Problem to work on: Count the lines in the records below that contain the string "yellow", treating uppercase and lowercase letters as distinct. Reply with the number alone.

Stored records:
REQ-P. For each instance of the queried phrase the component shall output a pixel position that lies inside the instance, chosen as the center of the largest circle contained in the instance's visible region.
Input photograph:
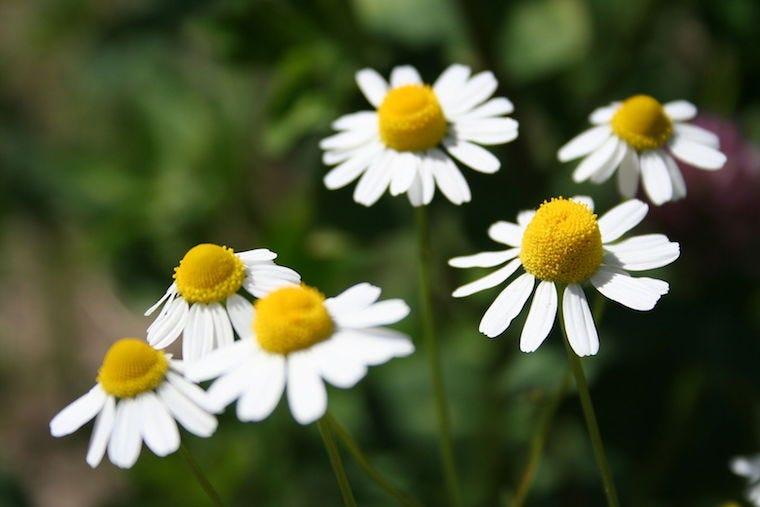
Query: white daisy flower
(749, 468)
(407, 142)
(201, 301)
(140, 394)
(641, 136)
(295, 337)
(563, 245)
---
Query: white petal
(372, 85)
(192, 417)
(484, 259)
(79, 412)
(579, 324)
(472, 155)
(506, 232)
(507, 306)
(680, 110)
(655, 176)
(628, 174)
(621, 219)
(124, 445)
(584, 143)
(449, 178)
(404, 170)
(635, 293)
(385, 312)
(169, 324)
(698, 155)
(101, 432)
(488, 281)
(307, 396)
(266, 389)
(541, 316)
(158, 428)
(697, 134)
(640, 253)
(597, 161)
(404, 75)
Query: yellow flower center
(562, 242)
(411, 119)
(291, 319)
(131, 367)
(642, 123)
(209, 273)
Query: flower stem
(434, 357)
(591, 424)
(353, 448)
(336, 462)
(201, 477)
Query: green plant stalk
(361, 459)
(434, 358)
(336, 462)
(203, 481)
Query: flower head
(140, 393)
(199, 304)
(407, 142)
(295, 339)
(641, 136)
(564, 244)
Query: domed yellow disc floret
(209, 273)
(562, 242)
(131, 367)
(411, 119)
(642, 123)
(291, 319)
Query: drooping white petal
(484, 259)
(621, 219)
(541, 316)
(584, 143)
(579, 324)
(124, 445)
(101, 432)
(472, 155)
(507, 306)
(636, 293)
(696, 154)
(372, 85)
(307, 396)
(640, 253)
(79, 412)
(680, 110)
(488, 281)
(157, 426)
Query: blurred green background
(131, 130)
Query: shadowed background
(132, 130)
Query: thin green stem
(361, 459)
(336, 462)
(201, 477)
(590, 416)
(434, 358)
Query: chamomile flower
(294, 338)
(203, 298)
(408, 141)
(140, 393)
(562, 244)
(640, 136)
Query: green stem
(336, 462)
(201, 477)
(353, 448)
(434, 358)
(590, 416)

Expected answer: 2